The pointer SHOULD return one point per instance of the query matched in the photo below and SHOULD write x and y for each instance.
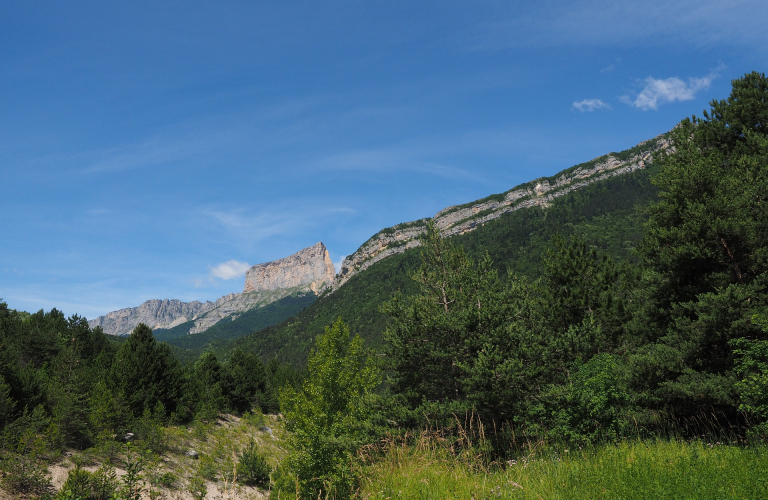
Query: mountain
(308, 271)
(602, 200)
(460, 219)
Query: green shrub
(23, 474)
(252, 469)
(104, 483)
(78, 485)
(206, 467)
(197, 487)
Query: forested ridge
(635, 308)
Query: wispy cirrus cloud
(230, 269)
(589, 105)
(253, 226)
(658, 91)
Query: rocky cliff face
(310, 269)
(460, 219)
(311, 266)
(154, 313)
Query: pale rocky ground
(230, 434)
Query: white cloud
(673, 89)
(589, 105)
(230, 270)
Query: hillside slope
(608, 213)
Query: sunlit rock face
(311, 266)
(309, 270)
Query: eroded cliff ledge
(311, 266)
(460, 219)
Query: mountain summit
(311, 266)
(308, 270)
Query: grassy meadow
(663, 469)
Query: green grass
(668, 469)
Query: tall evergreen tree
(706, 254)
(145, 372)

---

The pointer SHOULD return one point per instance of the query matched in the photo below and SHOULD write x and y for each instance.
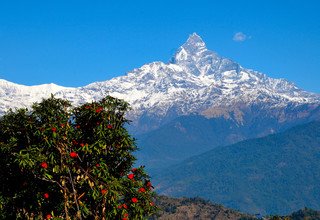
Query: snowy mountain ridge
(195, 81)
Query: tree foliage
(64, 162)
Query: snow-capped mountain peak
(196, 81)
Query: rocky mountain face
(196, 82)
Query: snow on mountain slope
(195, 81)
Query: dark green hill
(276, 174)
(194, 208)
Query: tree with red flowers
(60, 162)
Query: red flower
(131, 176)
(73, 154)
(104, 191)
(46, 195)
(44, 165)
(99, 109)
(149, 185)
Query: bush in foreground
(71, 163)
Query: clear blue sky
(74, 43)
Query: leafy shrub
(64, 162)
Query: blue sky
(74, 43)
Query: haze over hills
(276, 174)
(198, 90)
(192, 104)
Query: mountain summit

Problem:
Please return every line of the material above that contains the word "cloud".

Worked answer:
Query: wispy cirrus cloud
Query: white cloud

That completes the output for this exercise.